§ Prompt:
Can you output the lines below as a numbered list, skipping blank lines and leaving out the pictures?

§ Source records:
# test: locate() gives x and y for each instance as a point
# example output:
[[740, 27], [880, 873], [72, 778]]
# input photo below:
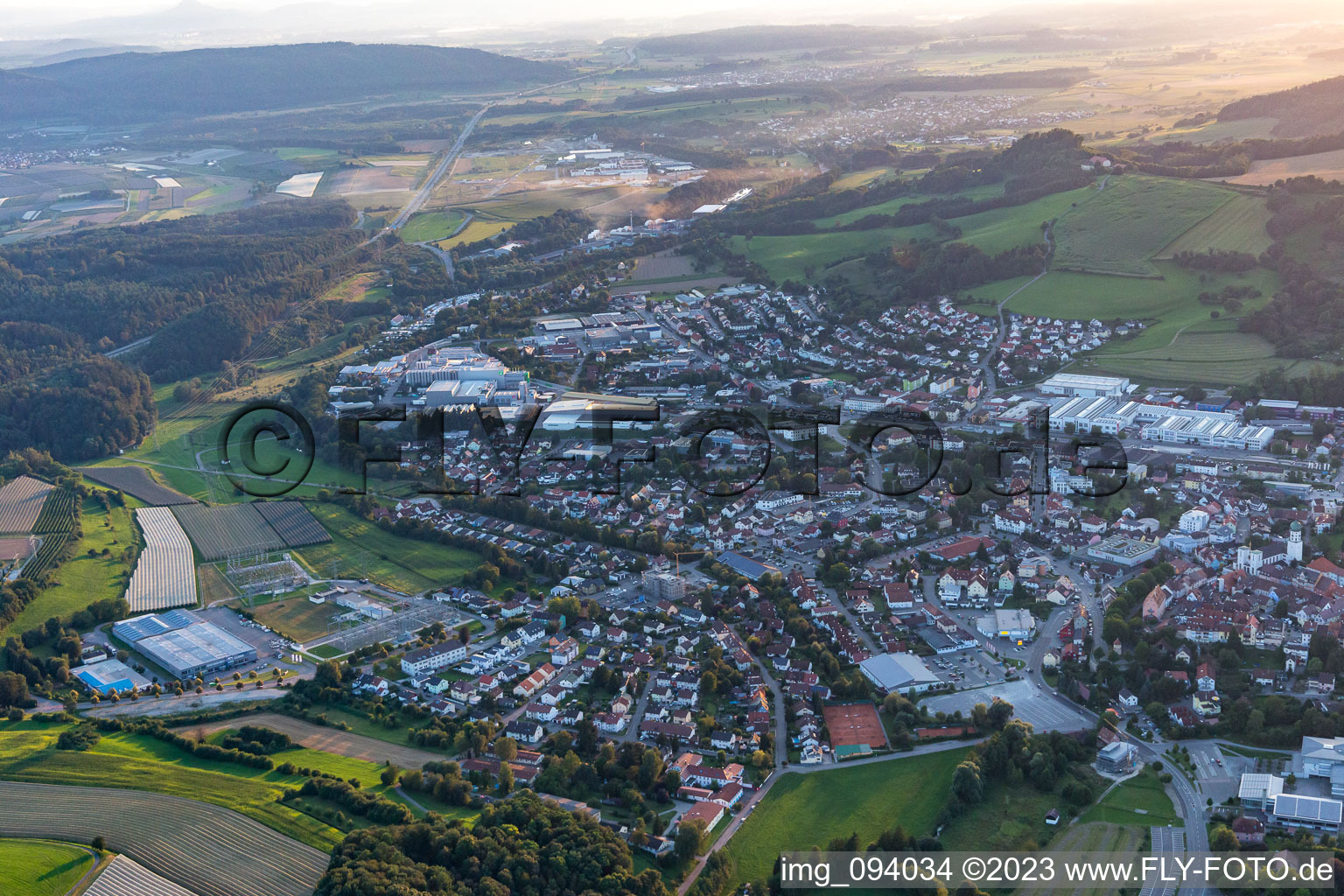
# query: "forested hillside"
[[202, 286], [1311, 109], [138, 87], [522, 845]]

§ Result:
1. # test: locate() gives x and y for each instance as a point
2. # example output:
3. [[740, 27], [880, 873], [72, 778]]
4. # input photo below:
5. # query: "forested hillside"
6. [[202, 286], [1311, 109], [138, 87], [522, 845]]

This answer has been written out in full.